__RAW DATA__
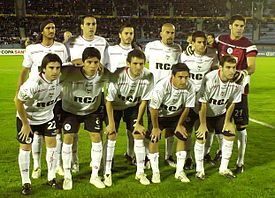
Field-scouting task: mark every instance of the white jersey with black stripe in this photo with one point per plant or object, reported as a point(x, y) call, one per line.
point(218, 94)
point(117, 56)
point(169, 100)
point(35, 53)
point(128, 92)
point(198, 65)
point(78, 44)
point(39, 96)
point(161, 57)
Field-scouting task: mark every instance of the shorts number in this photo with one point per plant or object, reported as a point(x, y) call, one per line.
point(51, 125)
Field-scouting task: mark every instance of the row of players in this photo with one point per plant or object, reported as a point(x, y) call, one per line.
point(161, 55)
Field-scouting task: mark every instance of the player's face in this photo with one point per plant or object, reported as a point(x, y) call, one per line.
point(237, 29)
point(136, 66)
point(91, 65)
point(52, 71)
point(168, 35)
point(228, 71)
point(126, 36)
point(200, 45)
point(49, 31)
point(180, 80)
point(89, 27)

__GIVEN TASK__
Reproduce, unchanged, every line of the rows from the one containing "Field-scouting task: mark every instance of the shorts" through the last line of the rows, both ends included.

__OUTPUT BELOW__
Field-scouting task: mark every instance of the shorts number in this photo with one point per plant or object, reported as a point(x, y) call, one per line.
point(51, 125)
Field-scouting task: mark every instance of the row of players in this photo with one point per plant or object, reported as a point(x, y) call, one per line.
point(161, 55)
Field-scouting task: mark every instance of the player's face in this photo with one point per plant or object, reported as a point(x, y) call, one per line.
point(237, 29)
point(136, 66)
point(91, 65)
point(52, 71)
point(168, 35)
point(228, 71)
point(126, 36)
point(200, 45)
point(49, 31)
point(180, 80)
point(89, 27)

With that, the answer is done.